Geef de lijst weer als CSV met de kolommen "invoer" en "uitvoer": per rij een tekst met alle coördinaten die erop volgen, elk veld tussen aanhalingstekens en regeleinden vervangen door spaties. Begin bij het begin van de lijst en stop na de regel met "[233,285,249,346]".

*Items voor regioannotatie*

-=-=-=-=-

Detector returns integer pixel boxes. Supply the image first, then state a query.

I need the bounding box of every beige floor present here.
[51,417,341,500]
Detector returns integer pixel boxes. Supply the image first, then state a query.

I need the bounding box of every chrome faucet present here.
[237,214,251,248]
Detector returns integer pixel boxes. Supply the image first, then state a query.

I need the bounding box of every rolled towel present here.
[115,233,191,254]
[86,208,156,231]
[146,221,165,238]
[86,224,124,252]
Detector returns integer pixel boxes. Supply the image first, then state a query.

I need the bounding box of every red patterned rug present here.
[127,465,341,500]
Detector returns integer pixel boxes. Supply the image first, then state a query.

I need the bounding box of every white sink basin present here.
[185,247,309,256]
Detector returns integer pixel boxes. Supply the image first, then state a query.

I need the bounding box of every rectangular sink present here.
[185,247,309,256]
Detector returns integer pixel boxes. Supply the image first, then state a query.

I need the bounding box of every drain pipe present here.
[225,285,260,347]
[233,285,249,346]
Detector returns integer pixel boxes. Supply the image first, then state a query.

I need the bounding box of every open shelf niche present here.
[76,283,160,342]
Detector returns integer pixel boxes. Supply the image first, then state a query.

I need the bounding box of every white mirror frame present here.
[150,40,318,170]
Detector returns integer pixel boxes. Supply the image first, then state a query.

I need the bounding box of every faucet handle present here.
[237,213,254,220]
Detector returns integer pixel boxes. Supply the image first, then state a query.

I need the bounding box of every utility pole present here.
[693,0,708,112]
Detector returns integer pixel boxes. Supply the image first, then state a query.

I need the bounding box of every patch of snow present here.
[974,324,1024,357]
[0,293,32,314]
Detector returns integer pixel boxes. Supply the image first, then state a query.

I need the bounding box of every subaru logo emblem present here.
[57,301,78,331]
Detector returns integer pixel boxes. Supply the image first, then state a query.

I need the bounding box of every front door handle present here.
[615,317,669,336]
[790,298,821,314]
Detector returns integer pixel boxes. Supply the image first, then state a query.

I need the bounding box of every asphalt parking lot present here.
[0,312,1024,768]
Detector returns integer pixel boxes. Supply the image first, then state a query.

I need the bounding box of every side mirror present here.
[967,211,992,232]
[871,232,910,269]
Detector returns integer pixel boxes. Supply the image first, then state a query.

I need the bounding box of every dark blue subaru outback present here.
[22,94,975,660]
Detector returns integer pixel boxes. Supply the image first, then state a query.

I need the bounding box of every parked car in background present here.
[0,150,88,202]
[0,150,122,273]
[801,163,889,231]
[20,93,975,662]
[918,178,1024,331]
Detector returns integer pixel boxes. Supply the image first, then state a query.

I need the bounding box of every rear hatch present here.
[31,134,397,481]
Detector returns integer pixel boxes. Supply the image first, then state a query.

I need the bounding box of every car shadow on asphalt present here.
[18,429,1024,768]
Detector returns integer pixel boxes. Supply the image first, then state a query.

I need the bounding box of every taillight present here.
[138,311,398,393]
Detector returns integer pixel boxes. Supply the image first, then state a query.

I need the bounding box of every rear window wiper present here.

-=-=-=-=-

*Volledig antwoord*
invoer,uitvoer
"Detector returns integer pixel boxes. Supply the image first, then state a query. I need the bounding box of every beige floor present here.","[51,417,341,500]"
"Detector returns integer pixel boxes. Supply the image first, then state a query. I need the bounding box of every chrome faucet present here.","[237,214,251,248]"
"Detector returns integer pixel boxes. Supply the image first, then state a query. I need the bounding box of every rolled towel present here.","[115,233,191,254] [86,208,156,231] [146,221,165,238] [86,224,124,252]"
"Detector returns integer pixel boxes. Supply the image first, then state a query. I need the bounding box of every red patterned rug present here.","[127,465,341,500]"
"Detector returns integer pixel boxes. Supply the image first, then state a query. I need the bounding box of every white sink basin present here.","[185,247,309,256]"
"Detector returns integer pixel boxes. Supply the image first, then state a query. I need the bounding box of every rectangular sink present here.","[185,247,309,256]"
"Detector returns integer pixel boxes. Supply the image first, then state a query. I need the bounding box of every drain pipe present here.","[225,285,260,347] [233,285,249,346]"